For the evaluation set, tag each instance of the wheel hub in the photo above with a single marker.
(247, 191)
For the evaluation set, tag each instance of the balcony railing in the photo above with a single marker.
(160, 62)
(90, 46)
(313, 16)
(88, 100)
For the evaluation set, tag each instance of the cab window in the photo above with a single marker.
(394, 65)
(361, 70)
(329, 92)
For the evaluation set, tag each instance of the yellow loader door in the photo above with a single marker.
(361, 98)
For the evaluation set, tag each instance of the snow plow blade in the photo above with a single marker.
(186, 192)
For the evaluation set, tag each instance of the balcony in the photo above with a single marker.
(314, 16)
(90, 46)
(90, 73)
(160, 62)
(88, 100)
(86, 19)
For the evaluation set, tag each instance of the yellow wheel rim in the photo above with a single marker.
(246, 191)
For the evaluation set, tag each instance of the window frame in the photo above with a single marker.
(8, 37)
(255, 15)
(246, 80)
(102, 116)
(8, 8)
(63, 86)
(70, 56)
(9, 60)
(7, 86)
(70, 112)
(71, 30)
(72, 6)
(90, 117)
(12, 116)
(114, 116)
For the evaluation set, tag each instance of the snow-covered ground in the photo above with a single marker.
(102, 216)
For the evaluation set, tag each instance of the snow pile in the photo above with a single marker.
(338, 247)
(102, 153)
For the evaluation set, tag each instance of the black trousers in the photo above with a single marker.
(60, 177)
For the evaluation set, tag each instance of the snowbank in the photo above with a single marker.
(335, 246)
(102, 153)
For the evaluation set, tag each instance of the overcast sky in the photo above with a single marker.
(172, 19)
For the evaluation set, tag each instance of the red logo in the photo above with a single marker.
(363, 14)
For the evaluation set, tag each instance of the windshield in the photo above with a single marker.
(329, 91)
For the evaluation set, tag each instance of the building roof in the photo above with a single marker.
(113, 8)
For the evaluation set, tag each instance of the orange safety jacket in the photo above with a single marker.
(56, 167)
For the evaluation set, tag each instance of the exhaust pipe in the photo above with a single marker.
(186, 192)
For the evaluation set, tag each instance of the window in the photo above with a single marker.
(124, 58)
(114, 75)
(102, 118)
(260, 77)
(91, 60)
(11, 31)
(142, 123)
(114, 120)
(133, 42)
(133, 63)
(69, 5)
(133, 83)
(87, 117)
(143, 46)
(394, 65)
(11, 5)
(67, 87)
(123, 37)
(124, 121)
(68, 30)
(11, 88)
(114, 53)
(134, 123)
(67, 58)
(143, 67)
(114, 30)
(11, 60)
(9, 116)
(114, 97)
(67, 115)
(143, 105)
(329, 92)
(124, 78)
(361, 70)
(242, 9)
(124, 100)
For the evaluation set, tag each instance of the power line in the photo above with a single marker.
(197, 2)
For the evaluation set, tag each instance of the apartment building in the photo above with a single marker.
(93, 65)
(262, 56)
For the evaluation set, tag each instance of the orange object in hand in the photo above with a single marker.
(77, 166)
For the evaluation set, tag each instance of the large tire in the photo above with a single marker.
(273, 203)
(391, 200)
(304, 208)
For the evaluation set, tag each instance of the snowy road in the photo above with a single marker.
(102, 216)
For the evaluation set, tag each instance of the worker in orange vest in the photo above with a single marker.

§ AIM: Copy everything from the line containing "For the evaluation set, tag each instance of the orange object" down to the end of the records, requests included. Shift every coordinate in the answers by adding 115 to each number.

§ RESULT FOR THIS EXERCISE:
For the evaluation set, tag each instance of the orange object in hand in the photo above with a single marker.
(192, 281)
For the evaluation set, tag each instance of the large tire in the photo above with a single marker.
(388, 318)
(506, 315)
(419, 323)
For the evaluation set, tag each instance of the snowy road in the photo above with a single marker.
(217, 331)
For the evaluation set, tag each instance of the worker in orange vest in the photo above with a single marker.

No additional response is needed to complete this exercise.